__Direction 1__. Reproduce every line of the records below verbatim, but omit the pictures from your answer.

Theatrical Release: October 2008

MPAA rating: R for "Refund necessary"

Genre: Western? Love story? It's kinda hard to tell...
Starring: Ed Harris and his horseshoe hairline, Viggo Mortensen and the world's worst facial hair, a fuglier-than-usual Renee Zellweger (we'll get to her, don't worry), and Jeremy Irons... Wait, what? Jeremy Irons? In a cowboy flick? Isn't he INCREDIBLY British?

The overview: Two hired guns (Harris and Mortensen) enforce the law in 1880's New Mexico Territory. While trying to legally arrest the man responsible for gunning down Appaloosa's former sheriff, someone who used to look like Renee Zellweger gets off at the train stop in town to start a new life here. Why she chose this town is never explained but she does manage to scare the audience with her Frankenstein-sucked-on-a-lemon good looks and she also manages to capture the heart of the new sheriff, Virgil Cole (Harris). After the love interest is introduced, things get pretty lame, pretty quickly.

__Supplied information__.
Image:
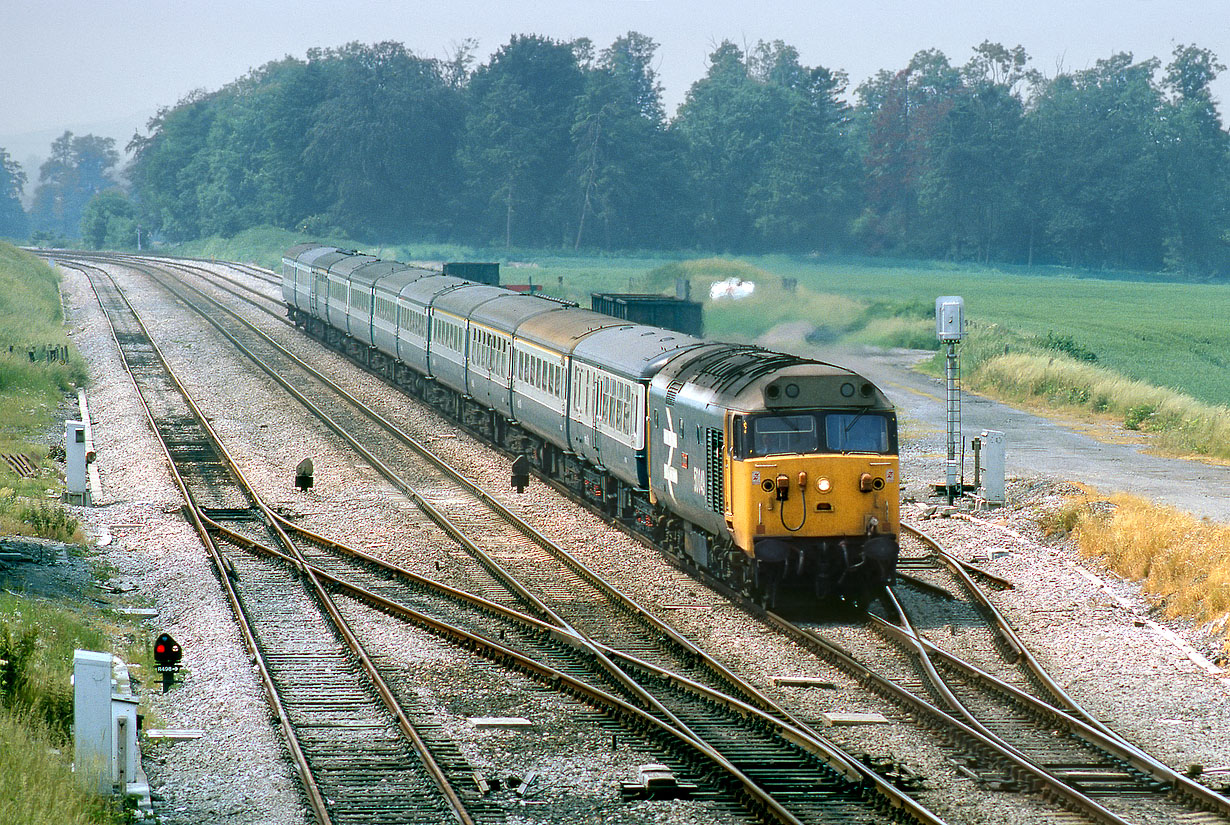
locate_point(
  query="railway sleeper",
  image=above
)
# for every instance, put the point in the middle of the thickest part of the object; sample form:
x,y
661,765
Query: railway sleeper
x,y
691,547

__Direction 2__. Quote from the film review above everything from "Genre: Western? Love" down to "he INCREDIBLY British?".

__Expected output 1__.
Image:
locate_point(
  query="railway sleeper",
  image=above
)
# for every instance, put the point in the middle of the thickest part of the object; sample form:
x,y
661,765
Query: railway sleeper
x,y
691,547

__Expected output 2__.
Genre: Western? Love story? It's kinda hard to tell...
Starring: Ed Harris and his horseshoe hairline, Viggo Mortensen and the world's worst facial hair, a fuglier-than-usual Renee Zellweger (we'll get to her, don't worry), and Jeremy Irons... Wait, what? Jeremy Irons? In a cowboy flick? Isn't he INCREDIBLY British?